◆ EXERCISE OBJECTIVE ◆
Rewrite the records from the line containing "Provide the mask of every instance of the highway" through the end of the records, changing "dark cloud" to "storm cloud" and keeping everything else the same. Give only those lines, and omit the pictures.
— Start of RECORDS FOR THE EXERCISE —
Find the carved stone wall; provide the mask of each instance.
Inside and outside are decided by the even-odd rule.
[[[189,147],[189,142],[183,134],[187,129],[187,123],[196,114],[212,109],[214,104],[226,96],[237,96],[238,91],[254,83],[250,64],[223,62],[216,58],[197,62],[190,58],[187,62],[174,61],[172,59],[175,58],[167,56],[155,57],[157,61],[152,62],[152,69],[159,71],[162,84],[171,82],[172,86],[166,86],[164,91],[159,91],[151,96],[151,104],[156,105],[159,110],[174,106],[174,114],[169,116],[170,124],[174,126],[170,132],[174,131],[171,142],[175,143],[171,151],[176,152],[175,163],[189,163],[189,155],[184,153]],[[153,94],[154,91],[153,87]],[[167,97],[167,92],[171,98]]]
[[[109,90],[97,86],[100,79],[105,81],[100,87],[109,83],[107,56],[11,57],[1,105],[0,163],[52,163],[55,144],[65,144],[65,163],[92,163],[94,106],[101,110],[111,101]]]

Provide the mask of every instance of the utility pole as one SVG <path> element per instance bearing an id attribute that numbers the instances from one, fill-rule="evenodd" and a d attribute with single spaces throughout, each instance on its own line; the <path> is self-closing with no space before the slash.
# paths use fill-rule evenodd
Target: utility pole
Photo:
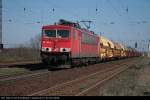
<path id="1" fill-rule="evenodd" d="M 150 40 L 148 42 L 148 52 L 147 52 L 147 56 L 150 57 Z"/>
<path id="2" fill-rule="evenodd" d="M 2 44 L 2 0 L 0 0 L 0 51 L 3 49 Z"/>

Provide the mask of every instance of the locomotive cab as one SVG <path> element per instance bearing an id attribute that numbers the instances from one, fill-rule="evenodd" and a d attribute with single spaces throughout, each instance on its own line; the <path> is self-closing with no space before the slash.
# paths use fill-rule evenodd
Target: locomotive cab
<path id="1" fill-rule="evenodd" d="M 50 25 L 42 28 L 41 57 L 47 64 L 65 64 L 70 59 L 70 28 Z"/>

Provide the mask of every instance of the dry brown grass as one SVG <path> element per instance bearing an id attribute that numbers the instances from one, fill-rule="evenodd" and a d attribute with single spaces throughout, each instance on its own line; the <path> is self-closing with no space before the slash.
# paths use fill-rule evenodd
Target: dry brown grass
<path id="1" fill-rule="evenodd" d="M 20 61 L 39 61 L 40 52 L 30 48 L 11 48 L 4 49 L 0 53 L 0 63 L 20 62 Z"/>
<path id="2" fill-rule="evenodd" d="M 137 67 L 138 66 L 138 67 Z M 140 66 L 140 67 L 139 67 Z M 136 65 L 115 77 L 99 91 L 100 96 L 150 95 L 150 65 Z"/>

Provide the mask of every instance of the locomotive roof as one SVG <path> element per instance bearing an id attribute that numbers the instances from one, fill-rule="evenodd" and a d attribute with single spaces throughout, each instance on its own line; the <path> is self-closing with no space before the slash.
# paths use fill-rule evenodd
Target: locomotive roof
<path id="1" fill-rule="evenodd" d="M 110 44 L 110 47 L 111 48 L 114 48 L 114 44 L 112 41 L 110 41 L 109 39 L 103 37 L 103 36 L 100 36 L 100 40 L 101 40 L 101 43 L 106 46 L 106 47 L 109 47 L 109 44 Z M 109 43 L 109 44 L 108 44 Z"/>

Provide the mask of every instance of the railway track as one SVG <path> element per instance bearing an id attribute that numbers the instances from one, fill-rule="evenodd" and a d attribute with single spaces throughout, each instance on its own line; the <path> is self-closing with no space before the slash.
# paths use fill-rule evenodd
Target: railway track
<path id="1" fill-rule="evenodd" d="M 7 68 L 12 66 L 20 66 L 20 65 L 27 65 L 27 64 L 40 64 L 41 61 L 28 61 L 28 62 L 10 62 L 10 63 L 0 63 L 0 68 Z"/>
<path id="2" fill-rule="evenodd" d="M 29 96 L 43 96 L 43 95 L 50 95 L 50 96 L 79 96 L 84 95 L 91 89 L 95 88 L 98 85 L 103 84 L 104 82 L 110 80 L 114 76 L 118 75 L 119 73 L 127 70 L 133 62 L 130 64 L 119 64 L 105 70 L 100 70 L 98 72 L 92 73 L 87 76 L 83 76 L 81 78 L 77 78 L 75 80 L 71 80 L 68 82 L 64 82 L 62 84 L 50 87 L 48 89 L 44 89 L 42 91 L 35 92 L 30 94 Z M 120 67 L 121 66 L 121 67 Z"/>
<path id="3" fill-rule="evenodd" d="M 40 70 L 40 71 L 33 72 L 31 74 L 25 74 L 25 75 L 20 75 L 20 76 L 15 76 L 15 77 L 0 78 L 0 82 L 18 80 L 18 79 L 23 79 L 27 77 L 35 77 L 35 76 L 43 75 L 47 73 L 49 73 L 48 70 Z"/>
<path id="4" fill-rule="evenodd" d="M 50 88 L 54 88 L 55 86 L 60 86 L 61 84 L 77 80 L 80 77 L 87 77 L 88 75 L 96 72 L 98 73 L 98 71 L 111 70 L 108 68 L 112 68 L 113 70 L 113 67 L 117 68 L 117 66 L 128 66 L 128 64 L 126 64 L 127 62 L 138 63 L 139 61 L 140 60 L 133 58 L 114 61 L 112 63 L 108 62 L 90 65 L 91 67 L 88 66 L 61 71 L 47 71 L 43 73 L 10 77 L 0 81 L 0 91 L 3 90 L 3 93 L 0 93 L 0 95 L 52 95 L 49 94 L 48 91 Z M 106 72 L 103 73 L 105 74 Z"/>

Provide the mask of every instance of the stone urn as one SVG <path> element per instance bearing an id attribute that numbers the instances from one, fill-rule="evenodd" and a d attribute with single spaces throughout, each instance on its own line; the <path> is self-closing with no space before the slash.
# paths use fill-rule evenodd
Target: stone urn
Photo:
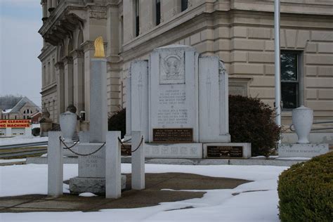
<path id="1" fill-rule="evenodd" d="M 75 132 L 77 121 L 77 117 L 75 113 L 66 111 L 65 112 L 60 114 L 59 122 L 60 124 L 63 136 L 65 138 L 65 143 L 74 143 L 72 140 L 72 138 L 73 138 L 74 133 Z"/>
<path id="2" fill-rule="evenodd" d="M 292 110 L 292 124 L 299 138 L 297 143 L 310 143 L 308 134 L 313 122 L 313 110 L 301 105 Z"/>

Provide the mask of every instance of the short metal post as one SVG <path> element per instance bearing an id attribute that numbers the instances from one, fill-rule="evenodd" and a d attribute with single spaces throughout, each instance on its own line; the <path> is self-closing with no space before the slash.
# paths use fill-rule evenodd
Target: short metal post
<path id="1" fill-rule="evenodd" d="M 107 131 L 105 143 L 105 198 L 122 196 L 120 131 Z"/>
<path id="2" fill-rule="evenodd" d="M 141 131 L 132 131 L 131 135 L 132 189 L 140 190 L 145 189 L 145 153 L 143 152 L 145 140 L 143 138 L 143 138 Z M 141 145 L 138 148 L 139 144 Z M 134 151 L 135 150 L 136 150 Z"/>

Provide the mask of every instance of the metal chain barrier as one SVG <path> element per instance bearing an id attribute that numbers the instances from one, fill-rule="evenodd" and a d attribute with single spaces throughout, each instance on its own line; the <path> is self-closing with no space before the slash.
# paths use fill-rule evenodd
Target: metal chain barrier
<path id="1" fill-rule="evenodd" d="M 92 155 L 93 154 L 95 154 L 97 152 L 98 152 L 100 149 L 102 149 L 102 148 L 105 145 L 106 142 L 104 142 L 104 143 L 100 147 L 98 148 L 96 150 L 92 152 L 90 152 L 90 153 L 87 153 L 87 154 L 82 154 L 82 153 L 79 153 L 79 152 L 77 152 L 74 150 L 72 150 L 71 148 L 72 148 L 79 141 L 77 141 L 73 145 L 70 146 L 70 147 L 68 147 L 67 145 L 67 144 L 63 141 L 63 139 L 61 139 L 61 136 L 59 136 L 59 141 L 60 141 L 61 143 L 63 143 L 65 148 L 64 148 L 64 149 L 65 150 L 70 150 L 70 152 L 72 152 L 72 153 L 77 155 L 79 155 L 79 156 L 84 156 L 84 157 L 86 157 L 86 156 L 90 156 L 90 155 Z"/>
<path id="2" fill-rule="evenodd" d="M 131 141 L 131 139 L 122 142 L 122 140 L 120 139 L 120 138 L 118 137 L 118 141 L 120 143 L 120 145 L 121 145 L 122 148 L 124 148 L 124 143 L 128 142 L 129 141 Z M 141 145 L 143 142 L 143 136 L 141 136 L 141 141 L 140 141 L 140 143 L 138 145 L 138 147 L 136 148 L 135 148 L 134 150 L 131 150 L 131 152 L 134 152 L 136 150 L 138 150 L 138 149 L 140 148 L 140 146 Z"/>

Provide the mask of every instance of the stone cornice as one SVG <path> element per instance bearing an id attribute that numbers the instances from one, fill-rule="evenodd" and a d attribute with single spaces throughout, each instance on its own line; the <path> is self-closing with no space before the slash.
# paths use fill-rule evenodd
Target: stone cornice
<path id="1" fill-rule="evenodd" d="M 62 63 L 62 62 L 58 62 L 56 63 L 56 64 L 54 64 L 54 67 L 56 67 L 56 69 L 57 70 L 63 70 L 65 66 L 64 66 L 64 63 Z"/>
<path id="2" fill-rule="evenodd" d="M 55 81 L 51 84 L 43 87 L 39 93 L 42 96 L 49 95 L 57 91 L 57 82 Z"/>
<path id="3" fill-rule="evenodd" d="M 64 63 L 65 66 L 68 64 L 73 64 L 73 58 L 70 56 L 65 56 L 61 60 Z"/>
<path id="4" fill-rule="evenodd" d="M 38 56 L 38 58 L 41 62 L 43 62 L 51 53 L 53 53 L 56 50 L 57 47 L 52 45 L 49 45 L 46 48 L 43 48 L 41 54 Z"/>
<path id="5" fill-rule="evenodd" d="M 86 18 L 84 4 L 63 0 L 60 4 L 44 19 L 42 27 L 38 31 L 46 42 L 58 45 L 78 25 L 83 25 Z"/>

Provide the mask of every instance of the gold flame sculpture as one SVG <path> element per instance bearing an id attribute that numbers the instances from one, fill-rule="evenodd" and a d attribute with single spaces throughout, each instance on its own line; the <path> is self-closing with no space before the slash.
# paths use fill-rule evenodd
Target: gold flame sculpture
<path id="1" fill-rule="evenodd" d="M 105 55 L 104 54 L 104 44 L 103 42 L 102 37 L 99 37 L 95 40 L 95 58 L 104 58 Z"/>

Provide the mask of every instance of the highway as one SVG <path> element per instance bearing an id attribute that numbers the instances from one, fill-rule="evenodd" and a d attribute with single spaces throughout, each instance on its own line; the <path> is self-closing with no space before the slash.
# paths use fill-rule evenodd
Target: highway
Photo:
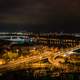
<path id="1" fill-rule="evenodd" d="M 0 65 L 0 72 L 2 71 L 6 71 L 6 70 L 13 70 L 15 68 L 19 68 L 19 66 L 21 66 L 21 64 L 25 63 L 27 64 L 26 67 L 28 67 L 29 64 L 34 63 L 34 62 L 39 62 L 41 60 L 47 59 L 48 56 L 50 55 L 51 52 L 45 52 L 43 54 L 40 55 L 36 55 L 36 56 L 27 56 L 27 57 L 23 57 L 23 58 L 18 58 L 14 61 L 10 61 L 7 64 L 4 65 Z M 24 67 L 24 65 L 23 65 Z"/>

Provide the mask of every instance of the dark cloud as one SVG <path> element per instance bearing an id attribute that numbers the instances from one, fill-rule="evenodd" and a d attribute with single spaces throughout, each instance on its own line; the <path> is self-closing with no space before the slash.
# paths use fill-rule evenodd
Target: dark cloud
<path id="1" fill-rule="evenodd" d="M 79 0 L 0 0 L 0 23 L 16 24 L 20 28 L 43 24 L 48 25 L 47 30 L 51 26 L 51 29 L 62 31 L 74 26 L 73 31 L 77 31 L 76 26 L 80 25 L 79 4 Z M 79 26 L 77 28 L 79 30 Z"/>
— End of RECORDS FOR THE EXERCISE —
◆ WORKED ANSWER ◆
Provide the mask of every instance of the highway as one SVG <path> element per instance bearing an id attribute that numbers the instances from one, fill-rule="evenodd" and a d attribute with single spaces throughout, each instance on its own line; the <path> is self-closing with no space before the slash.
# paths use fill-rule evenodd
Target: highway
Photo:
<path id="1" fill-rule="evenodd" d="M 0 65 L 0 72 L 2 71 L 6 71 L 6 70 L 13 70 L 15 68 L 19 68 L 19 66 L 21 66 L 21 64 L 25 63 L 27 64 L 26 67 L 28 67 L 29 64 L 34 63 L 34 62 L 39 62 L 41 60 L 47 59 L 48 56 L 50 55 L 51 52 L 45 52 L 43 54 L 40 55 L 36 55 L 36 56 L 27 56 L 27 57 L 23 57 L 23 58 L 18 58 L 14 61 L 10 61 L 7 64 L 4 65 Z M 24 67 L 24 65 L 23 65 Z"/>

Provide the mask of every instance of the storm cloud as one SVG <path> element per instance bearing an id attribute that numbers the instances from one, fill-rule="evenodd" and a d attribute with single spaces throughout, each instance on its own line; the <path> is self-closing with no space before the slash.
# paths use fill-rule evenodd
Target: storm cloud
<path id="1" fill-rule="evenodd" d="M 79 0 L 0 0 L 0 23 L 16 24 L 20 28 L 43 24 L 48 25 L 47 30 L 51 26 L 51 29 L 62 31 L 74 26 L 73 31 L 77 31 L 76 26 L 80 25 L 79 4 Z M 79 26 L 77 28 L 79 30 Z"/>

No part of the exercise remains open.